Required tasks:
a) List every distinct username that posts in the thread on automatic water top-up systems, counting each only once.
b) In the thread on automatic water top-up systems, how much did gklaw say the float switch cost?

Extract:
╔══
# Automatic Water top up system



## Arthur Malloy (Oct 22, 2010)

Has anyone found/built a stable and surefire system to top up freshwater tanks? Anyone with plans for such a system? 

I was thinking about a 50gal drum of aerated/conditioned water, then a submerged pump with 1/8-1/4" hoses (with inline valve control) running to each tank. I'll probably experiment with some smaller tanks....in the bathtub.

Ideas? Advice?


----------



## rescuepenguin (Apr 21, 2010)

Don't forget to plan for the worst case scenario. A flood would be terrible and maybe costly.


----------



## gklaw (May 31, 2010)

Hi Arthur:

I have a simple autotop off using a sump pump float switch for over 8 years - it is a industrial grade switch though - not sure about the cheaper ones. Cost less that a $100. $70 on the float switch, $25 for a solenoid and you should be good to go.

No incident yet except maybe one close one. There are ways to overcome accidents but never 110% sure. Never say never if you spend enough.

I will show you what I have when you come over for the E400.


----------



## Treasure chest (Apr 21, 2010)

I built one based on 7 bucks ebay switch. The key is make sure you keep your switch away from debris and lights. I hide mine in a black film canister with opening covered with mesh. nothing except water will get in and no algae growth because there is no light. Also try to limit the amount water in the reservoir. Worst case scenario that you only flood whatever water you have in the reservoir.


----------



## pistolpete (May 2, 2010)

I am curious what the point of such a system would be? It seems to me that my tanks get automatically topped up with weekly water changes.


----------



## Treasure chest (Apr 21, 2010)

If you have open top; high intensity lights which creates lot of heat; or if you have small tanks which does not hold too much water.


----------
╚══
Named-object pointing records
╔══
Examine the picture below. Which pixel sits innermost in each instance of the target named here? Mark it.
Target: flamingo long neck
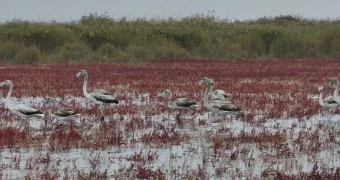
(86, 94)
(8, 102)
(169, 99)
(205, 96)
(336, 91)
(320, 100)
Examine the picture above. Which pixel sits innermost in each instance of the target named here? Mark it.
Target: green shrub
(9, 49)
(138, 52)
(74, 51)
(29, 55)
(109, 50)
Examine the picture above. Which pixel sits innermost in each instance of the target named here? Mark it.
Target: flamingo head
(204, 80)
(81, 72)
(5, 83)
(333, 83)
(165, 93)
(320, 89)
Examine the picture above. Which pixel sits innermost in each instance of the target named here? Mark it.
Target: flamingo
(218, 107)
(327, 103)
(331, 84)
(21, 110)
(218, 94)
(64, 115)
(178, 104)
(97, 96)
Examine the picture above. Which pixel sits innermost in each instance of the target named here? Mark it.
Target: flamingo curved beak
(78, 74)
(200, 83)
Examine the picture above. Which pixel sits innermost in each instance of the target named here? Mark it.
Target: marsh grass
(99, 38)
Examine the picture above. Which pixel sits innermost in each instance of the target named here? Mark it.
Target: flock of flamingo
(218, 104)
(219, 101)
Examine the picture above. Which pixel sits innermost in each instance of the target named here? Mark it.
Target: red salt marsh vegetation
(280, 135)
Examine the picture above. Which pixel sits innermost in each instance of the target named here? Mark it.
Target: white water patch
(182, 157)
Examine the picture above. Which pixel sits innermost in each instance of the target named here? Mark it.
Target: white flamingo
(97, 96)
(327, 103)
(218, 107)
(336, 91)
(64, 115)
(218, 94)
(21, 110)
(178, 104)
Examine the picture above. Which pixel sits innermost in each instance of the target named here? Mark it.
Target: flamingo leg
(101, 114)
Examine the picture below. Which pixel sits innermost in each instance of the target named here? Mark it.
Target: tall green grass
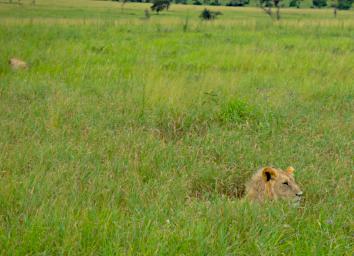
(136, 137)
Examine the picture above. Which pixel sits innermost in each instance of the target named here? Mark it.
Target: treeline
(338, 4)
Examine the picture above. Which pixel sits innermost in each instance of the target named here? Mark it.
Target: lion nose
(299, 193)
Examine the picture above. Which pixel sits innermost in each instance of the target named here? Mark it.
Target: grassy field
(133, 136)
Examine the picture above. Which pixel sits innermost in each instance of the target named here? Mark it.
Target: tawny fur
(271, 184)
(17, 64)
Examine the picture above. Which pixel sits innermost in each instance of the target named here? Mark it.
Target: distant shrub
(160, 5)
(215, 3)
(181, 1)
(237, 3)
(295, 3)
(319, 3)
(344, 4)
(209, 15)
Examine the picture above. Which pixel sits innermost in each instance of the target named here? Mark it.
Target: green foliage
(84, 171)
(238, 3)
(237, 111)
(160, 5)
(295, 3)
(319, 3)
(209, 15)
(343, 4)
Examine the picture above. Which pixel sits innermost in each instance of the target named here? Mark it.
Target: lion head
╚══
Exercise responses:
a) Arthur Malloy, rescuepenguin, gklaw, Treasure chest, pistolpete

b) $70